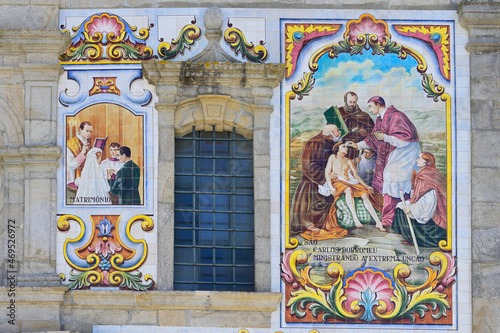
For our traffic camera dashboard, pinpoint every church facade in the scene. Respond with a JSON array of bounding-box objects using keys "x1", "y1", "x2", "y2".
[{"x1": 0, "y1": 1, "x2": 497, "y2": 332}]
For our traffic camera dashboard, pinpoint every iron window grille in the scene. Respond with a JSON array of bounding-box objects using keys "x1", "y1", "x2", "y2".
[{"x1": 174, "y1": 127, "x2": 254, "y2": 291}]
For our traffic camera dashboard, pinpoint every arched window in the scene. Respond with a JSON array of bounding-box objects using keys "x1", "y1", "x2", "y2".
[{"x1": 174, "y1": 127, "x2": 254, "y2": 291}]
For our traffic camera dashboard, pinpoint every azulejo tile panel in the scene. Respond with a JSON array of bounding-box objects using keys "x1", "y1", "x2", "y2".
[
  {"x1": 57, "y1": 11, "x2": 159, "y2": 290},
  {"x1": 280, "y1": 12, "x2": 463, "y2": 330}
]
────────────────────────────────────────
WORK INSTRUCTION => Starting from the line that contains "For our traffic camera dashboard, pinpoint every azulejo", reproduce each line of the data exactly through the last one.

RESPONSE FOR THIS EXERCISE =>
For our traffic camera dashboard, pinpoint every azulejo tile panel in the scene. Respond with a JSON array of bounding-box objects using keys "x1", "y1", "x2", "y2".
[
  {"x1": 57, "y1": 11, "x2": 159, "y2": 290},
  {"x1": 280, "y1": 12, "x2": 463, "y2": 330}
]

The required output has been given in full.